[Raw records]
###
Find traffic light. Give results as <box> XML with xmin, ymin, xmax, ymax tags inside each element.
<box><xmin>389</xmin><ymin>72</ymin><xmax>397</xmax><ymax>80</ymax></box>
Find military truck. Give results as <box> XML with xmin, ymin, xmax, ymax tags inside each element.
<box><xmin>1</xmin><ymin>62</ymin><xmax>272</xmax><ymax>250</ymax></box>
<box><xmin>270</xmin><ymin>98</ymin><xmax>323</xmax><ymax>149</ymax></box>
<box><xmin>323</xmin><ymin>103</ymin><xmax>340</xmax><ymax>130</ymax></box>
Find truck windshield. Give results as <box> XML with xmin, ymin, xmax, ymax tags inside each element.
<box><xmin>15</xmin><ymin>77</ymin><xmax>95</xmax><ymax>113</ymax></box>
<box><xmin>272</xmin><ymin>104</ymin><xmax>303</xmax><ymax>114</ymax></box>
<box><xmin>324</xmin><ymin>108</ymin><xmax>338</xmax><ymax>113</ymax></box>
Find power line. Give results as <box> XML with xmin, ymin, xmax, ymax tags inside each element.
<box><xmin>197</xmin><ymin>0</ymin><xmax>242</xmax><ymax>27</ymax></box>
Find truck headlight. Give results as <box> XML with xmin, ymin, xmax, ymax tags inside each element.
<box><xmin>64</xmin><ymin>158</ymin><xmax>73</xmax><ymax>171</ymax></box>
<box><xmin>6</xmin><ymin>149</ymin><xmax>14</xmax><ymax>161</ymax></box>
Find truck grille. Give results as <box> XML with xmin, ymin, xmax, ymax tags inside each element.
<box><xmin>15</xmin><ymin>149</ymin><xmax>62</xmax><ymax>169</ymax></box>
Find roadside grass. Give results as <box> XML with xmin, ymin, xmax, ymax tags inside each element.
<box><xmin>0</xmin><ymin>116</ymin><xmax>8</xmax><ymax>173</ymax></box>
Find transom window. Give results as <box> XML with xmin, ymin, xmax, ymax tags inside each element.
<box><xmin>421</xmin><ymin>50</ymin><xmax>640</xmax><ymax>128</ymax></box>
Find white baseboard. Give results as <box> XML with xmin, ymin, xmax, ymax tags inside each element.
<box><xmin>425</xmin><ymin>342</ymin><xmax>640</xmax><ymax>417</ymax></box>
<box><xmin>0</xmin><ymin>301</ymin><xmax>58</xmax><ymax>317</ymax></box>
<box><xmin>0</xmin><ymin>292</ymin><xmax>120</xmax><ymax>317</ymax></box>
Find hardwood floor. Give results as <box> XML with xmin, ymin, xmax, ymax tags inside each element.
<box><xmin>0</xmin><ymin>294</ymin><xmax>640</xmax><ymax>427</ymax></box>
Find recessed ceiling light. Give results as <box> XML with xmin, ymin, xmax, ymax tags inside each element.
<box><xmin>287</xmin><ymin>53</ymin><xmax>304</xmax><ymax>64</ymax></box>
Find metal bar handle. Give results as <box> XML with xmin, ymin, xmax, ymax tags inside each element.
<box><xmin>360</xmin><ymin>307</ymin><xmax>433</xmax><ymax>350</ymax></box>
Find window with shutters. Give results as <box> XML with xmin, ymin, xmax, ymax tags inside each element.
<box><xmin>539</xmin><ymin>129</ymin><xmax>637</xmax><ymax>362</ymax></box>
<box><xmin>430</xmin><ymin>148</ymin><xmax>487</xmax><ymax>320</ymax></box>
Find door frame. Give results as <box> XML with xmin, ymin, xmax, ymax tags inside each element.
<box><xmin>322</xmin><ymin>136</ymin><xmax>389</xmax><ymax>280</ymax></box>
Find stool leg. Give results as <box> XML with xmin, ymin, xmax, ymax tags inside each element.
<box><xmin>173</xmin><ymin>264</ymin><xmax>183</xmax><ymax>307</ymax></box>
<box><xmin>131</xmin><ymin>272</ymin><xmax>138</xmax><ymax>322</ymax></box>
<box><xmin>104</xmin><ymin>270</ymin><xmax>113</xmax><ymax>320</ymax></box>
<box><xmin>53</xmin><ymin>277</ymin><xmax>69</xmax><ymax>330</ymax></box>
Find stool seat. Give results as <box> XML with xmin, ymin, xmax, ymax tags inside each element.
###
▶ _TASK DETAILS_
Print the material verbatim, all of it.

▶ _OUTPUT OF THE TASK_
Find traffic light. Give results as <box> XML with xmin, ymin, xmax, ymax tags inside each element.
<box><xmin>389</xmin><ymin>72</ymin><xmax>397</xmax><ymax>80</ymax></box>
Find military truck. Give results as <box> XML with xmin, ymin, xmax, ymax tags inside each element.
<box><xmin>1</xmin><ymin>62</ymin><xmax>272</xmax><ymax>250</ymax></box>
<box><xmin>270</xmin><ymin>98</ymin><xmax>323</xmax><ymax>149</ymax></box>
<box><xmin>323</xmin><ymin>103</ymin><xmax>340</xmax><ymax>130</ymax></box>
Find truck windshield. Give results as <box> XML with xmin, ymin, xmax, ymax tags inside each element.
<box><xmin>15</xmin><ymin>77</ymin><xmax>95</xmax><ymax>113</ymax></box>
<box><xmin>272</xmin><ymin>104</ymin><xmax>303</xmax><ymax>114</ymax></box>
<box><xmin>324</xmin><ymin>108</ymin><xmax>338</xmax><ymax>113</ymax></box>
Find power line. Give results as <box> XML with xmin, ymin, xmax, ymax tags inside each element.
<box><xmin>197</xmin><ymin>0</ymin><xmax>242</xmax><ymax>27</ymax></box>
Find truck headlight. Give results as <box> XML with xmin, ymin, xmax, ymax tags inside each element.
<box><xmin>64</xmin><ymin>158</ymin><xmax>73</xmax><ymax>171</ymax></box>
<box><xmin>6</xmin><ymin>149</ymin><xmax>14</xmax><ymax>161</ymax></box>
Find truck grille. Give results as <box> XML with xmin, ymin, xmax, ymax tags inside each element.
<box><xmin>15</xmin><ymin>149</ymin><xmax>62</xmax><ymax>169</ymax></box>
Find roadside grass. Give results as <box> XML with xmin, ymin, xmax, ymax tags inside each element.
<box><xmin>0</xmin><ymin>116</ymin><xmax>8</xmax><ymax>173</ymax></box>
Find transom window. Give results as <box> XML with xmin, ymin, xmax, ymax tags inside each element.
<box><xmin>421</xmin><ymin>50</ymin><xmax>640</xmax><ymax>128</ymax></box>
Find white baseboard. Give results as <box> XML with xmin, ymin, xmax, ymax tags inside each element.
<box><xmin>425</xmin><ymin>342</ymin><xmax>640</xmax><ymax>417</ymax></box>
<box><xmin>0</xmin><ymin>301</ymin><xmax>58</xmax><ymax>317</ymax></box>
<box><xmin>0</xmin><ymin>292</ymin><xmax>120</xmax><ymax>317</ymax></box>
Find hardwood floor. Give results as <box> XML with xmin, ymin, xmax, ymax tags inside each element.
<box><xmin>0</xmin><ymin>294</ymin><xmax>640</xmax><ymax>427</ymax></box>
Find recessed ceiling light. Give results as <box> XML with xmin, ymin, xmax, ymax tags inside each element.
<box><xmin>287</xmin><ymin>53</ymin><xmax>304</xmax><ymax>64</ymax></box>
Find metal bar handle. Give results as <box> XML with xmin, ymin, xmax, ymax tags inside each element.
<box><xmin>360</xmin><ymin>307</ymin><xmax>433</xmax><ymax>350</ymax></box>
Find window with shutters. Give results as <box> XML with xmin, ymin, xmax, ymax tags inside each element.
<box><xmin>539</xmin><ymin>129</ymin><xmax>637</xmax><ymax>362</ymax></box>
<box><xmin>430</xmin><ymin>148</ymin><xmax>487</xmax><ymax>320</ymax></box>
Find door frame. Give results as <box> XML with xmin, ymin, xmax, ymax tags inside each element.
<box><xmin>322</xmin><ymin>136</ymin><xmax>389</xmax><ymax>280</ymax></box>
Find stool leg. Give results as <box> XML with xmin, ymin, xmax, ymax tags inside each element.
<box><xmin>173</xmin><ymin>264</ymin><xmax>183</xmax><ymax>307</ymax></box>
<box><xmin>131</xmin><ymin>272</ymin><xmax>138</xmax><ymax>322</ymax></box>
<box><xmin>104</xmin><ymin>270</ymin><xmax>113</xmax><ymax>320</ymax></box>
<box><xmin>53</xmin><ymin>277</ymin><xmax>69</xmax><ymax>330</ymax></box>
Find stool seat. Give results as <box> XML with xmin, ymin, xmax, ymax tags inside each element.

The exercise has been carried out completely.